(SOURCE TEXT Opens)

Chief Nursing Officer Amy McCarthy and Product Director Scott Collado of Hippocratic AI talk about why nurses must be part of the process from early design through real-time oversight. They explain how nurses bring the critical expertise and patient-centered perspective that make these tools not only functional, but truly safe and patient-centered. As Scott emphasizes, in this process, nurses aren't a nice to have, they're essential.

So we actually have two different groups of nurses. We have a group of 4,000 nurses who are constantly talking with the agent and making sure that it's learning how to speak with patients. But then I also have an internal team of nurses that's led by our director of nursing. There's about 30 to 40 of them who are supervising and evaluating and making sure that we do our own

internal test of what this product looks like. Because we've worked with these agents for so long and we've worked with different scripts, we know what we're looking for, right? And so there's that added safety feature. But we always have nurses on the line as we start to do these calls. And the reason for that is that they're supervising, they're making sure that again,

The agent is saying what they need to say, that there aren't any gaps in conversation. There aren't any weird things being said throughout. And so we do that for a while until we ourselves are comfortable and our healthcare system partners are also comfortable with it too.

(SOURCE TEXT Closes)

• _TASK_
In the excerpt about nurses and AI tools, why are nurses kept on the line as the calls begin? Explain in one to three sentences. Rely only on the excerpt itself when answering.

(RECORDED INFORMATION Opens)

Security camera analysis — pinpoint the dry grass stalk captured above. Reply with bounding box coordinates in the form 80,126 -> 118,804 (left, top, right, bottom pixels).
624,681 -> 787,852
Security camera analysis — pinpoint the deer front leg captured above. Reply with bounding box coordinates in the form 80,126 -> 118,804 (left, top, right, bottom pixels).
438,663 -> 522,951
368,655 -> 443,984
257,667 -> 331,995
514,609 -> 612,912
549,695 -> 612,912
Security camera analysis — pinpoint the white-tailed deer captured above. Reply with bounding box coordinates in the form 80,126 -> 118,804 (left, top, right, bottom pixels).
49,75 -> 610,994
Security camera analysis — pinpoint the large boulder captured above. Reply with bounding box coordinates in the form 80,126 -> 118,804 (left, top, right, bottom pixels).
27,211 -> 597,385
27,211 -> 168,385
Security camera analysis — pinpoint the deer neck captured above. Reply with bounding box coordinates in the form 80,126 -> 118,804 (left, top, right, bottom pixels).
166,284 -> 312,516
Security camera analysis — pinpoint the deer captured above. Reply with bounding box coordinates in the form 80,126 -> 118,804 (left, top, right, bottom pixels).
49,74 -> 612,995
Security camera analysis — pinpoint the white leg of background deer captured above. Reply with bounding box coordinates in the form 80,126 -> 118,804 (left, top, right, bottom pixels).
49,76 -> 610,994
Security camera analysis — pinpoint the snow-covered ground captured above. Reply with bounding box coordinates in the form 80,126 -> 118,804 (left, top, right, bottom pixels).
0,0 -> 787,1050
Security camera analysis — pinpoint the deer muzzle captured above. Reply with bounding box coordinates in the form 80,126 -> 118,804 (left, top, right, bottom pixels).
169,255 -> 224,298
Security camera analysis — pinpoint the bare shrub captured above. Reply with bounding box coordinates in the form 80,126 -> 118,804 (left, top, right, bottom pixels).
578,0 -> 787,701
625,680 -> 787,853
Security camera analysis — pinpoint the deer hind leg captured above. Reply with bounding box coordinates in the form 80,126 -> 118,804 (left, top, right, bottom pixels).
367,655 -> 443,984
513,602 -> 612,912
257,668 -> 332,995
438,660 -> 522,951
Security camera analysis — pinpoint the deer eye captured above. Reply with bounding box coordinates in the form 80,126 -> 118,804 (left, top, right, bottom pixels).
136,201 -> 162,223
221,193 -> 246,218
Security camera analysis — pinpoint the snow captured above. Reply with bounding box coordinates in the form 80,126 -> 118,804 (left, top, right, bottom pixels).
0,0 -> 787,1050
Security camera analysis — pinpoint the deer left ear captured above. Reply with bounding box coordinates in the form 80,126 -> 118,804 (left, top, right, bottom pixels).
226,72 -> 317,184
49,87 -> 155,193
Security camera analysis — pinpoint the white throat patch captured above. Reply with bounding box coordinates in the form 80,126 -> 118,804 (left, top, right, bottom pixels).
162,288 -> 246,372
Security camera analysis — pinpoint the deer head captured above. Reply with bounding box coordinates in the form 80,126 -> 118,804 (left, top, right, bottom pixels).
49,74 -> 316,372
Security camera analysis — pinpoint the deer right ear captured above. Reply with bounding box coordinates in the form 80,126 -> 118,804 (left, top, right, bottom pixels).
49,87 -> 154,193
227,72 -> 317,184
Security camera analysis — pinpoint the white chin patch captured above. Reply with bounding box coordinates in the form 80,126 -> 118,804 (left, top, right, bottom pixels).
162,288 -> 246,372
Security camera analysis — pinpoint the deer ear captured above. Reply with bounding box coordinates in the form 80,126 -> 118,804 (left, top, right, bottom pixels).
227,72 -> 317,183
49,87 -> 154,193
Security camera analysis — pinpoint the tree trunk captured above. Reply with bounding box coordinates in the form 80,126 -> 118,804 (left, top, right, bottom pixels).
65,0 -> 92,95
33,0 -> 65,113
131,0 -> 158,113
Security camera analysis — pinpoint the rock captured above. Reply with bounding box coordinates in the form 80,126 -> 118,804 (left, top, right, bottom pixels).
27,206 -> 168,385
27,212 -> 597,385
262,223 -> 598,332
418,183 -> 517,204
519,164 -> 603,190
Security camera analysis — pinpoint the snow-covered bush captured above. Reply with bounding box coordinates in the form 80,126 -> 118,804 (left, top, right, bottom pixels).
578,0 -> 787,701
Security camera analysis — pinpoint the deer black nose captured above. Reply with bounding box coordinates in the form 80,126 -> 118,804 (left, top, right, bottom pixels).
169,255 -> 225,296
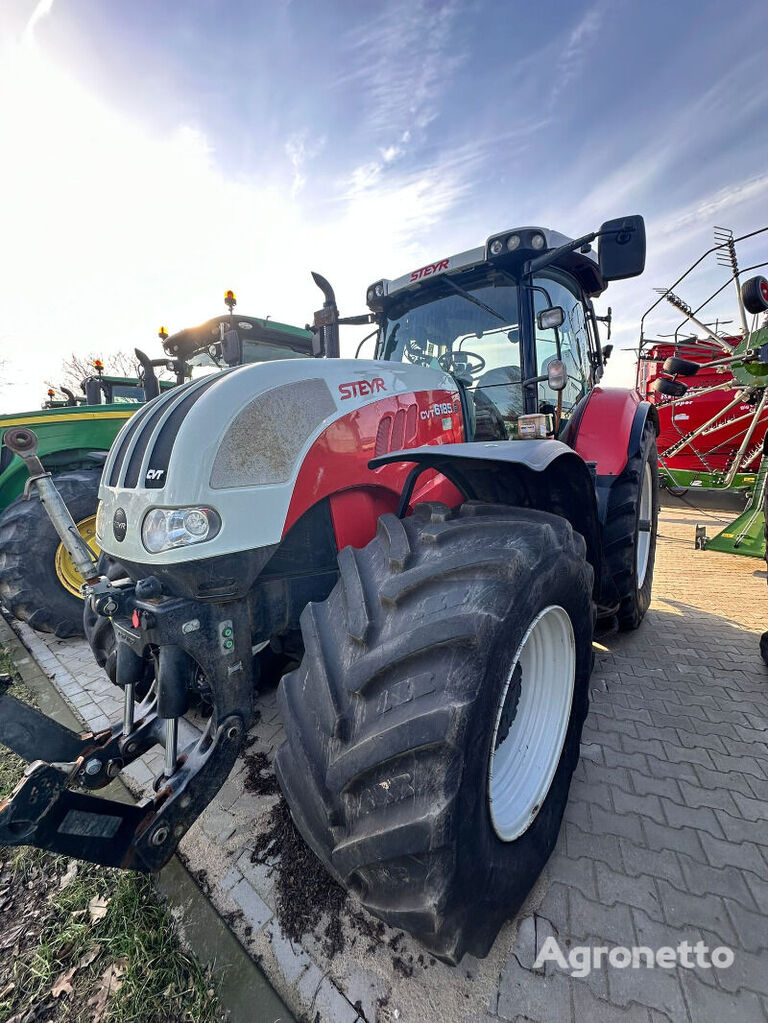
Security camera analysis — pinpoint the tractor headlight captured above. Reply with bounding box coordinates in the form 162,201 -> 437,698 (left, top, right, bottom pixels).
141,507 -> 221,554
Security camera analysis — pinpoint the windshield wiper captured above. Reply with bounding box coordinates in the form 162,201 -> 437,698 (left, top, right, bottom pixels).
443,277 -> 507,323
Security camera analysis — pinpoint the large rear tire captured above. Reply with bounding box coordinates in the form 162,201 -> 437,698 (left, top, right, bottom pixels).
276,503 -> 593,963
0,469 -> 101,639
603,421 -> 659,631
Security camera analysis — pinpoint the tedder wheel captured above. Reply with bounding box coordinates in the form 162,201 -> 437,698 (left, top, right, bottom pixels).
276,502 -> 593,963
741,277 -> 768,314
603,421 -> 659,630
0,469 -> 101,639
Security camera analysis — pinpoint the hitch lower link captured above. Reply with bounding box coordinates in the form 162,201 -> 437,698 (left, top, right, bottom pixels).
0,577 -> 253,872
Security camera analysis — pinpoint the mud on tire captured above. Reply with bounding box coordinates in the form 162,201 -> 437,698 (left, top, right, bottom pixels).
0,469 -> 101,639
276,502 -> 593,963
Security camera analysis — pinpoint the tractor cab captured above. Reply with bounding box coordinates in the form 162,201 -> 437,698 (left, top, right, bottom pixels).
366,217 -> 645,441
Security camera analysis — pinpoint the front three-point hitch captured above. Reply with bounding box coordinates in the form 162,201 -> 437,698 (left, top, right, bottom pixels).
0,431 -> 253,871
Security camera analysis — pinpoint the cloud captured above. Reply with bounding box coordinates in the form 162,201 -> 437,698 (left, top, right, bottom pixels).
333,0 -> 471,146
549,0 -> 609,109
21,0 -> 53,45
284,132 -> 325,197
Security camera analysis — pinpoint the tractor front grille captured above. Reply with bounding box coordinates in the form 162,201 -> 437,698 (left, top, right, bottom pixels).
102,369 -> 231,490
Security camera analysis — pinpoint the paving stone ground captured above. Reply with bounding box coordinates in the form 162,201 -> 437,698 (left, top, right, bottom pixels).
6,503 -> 768,1023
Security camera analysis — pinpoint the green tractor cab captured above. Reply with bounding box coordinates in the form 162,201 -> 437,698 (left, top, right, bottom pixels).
0,293 -> 312,638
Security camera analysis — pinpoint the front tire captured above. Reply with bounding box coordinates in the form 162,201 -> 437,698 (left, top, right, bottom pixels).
276,502 -> 593,963
0,469 -> 101,639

(RECORDED INFORMATION Closes)

• _SOLUTION_
Nurses stay on the line to supervise the calls, making sure the agent says what it needs to say, that there are no gaps in the conversation, and that nothing strange is said. This continues until the company and its healthcare system partners are comfortable with the agent.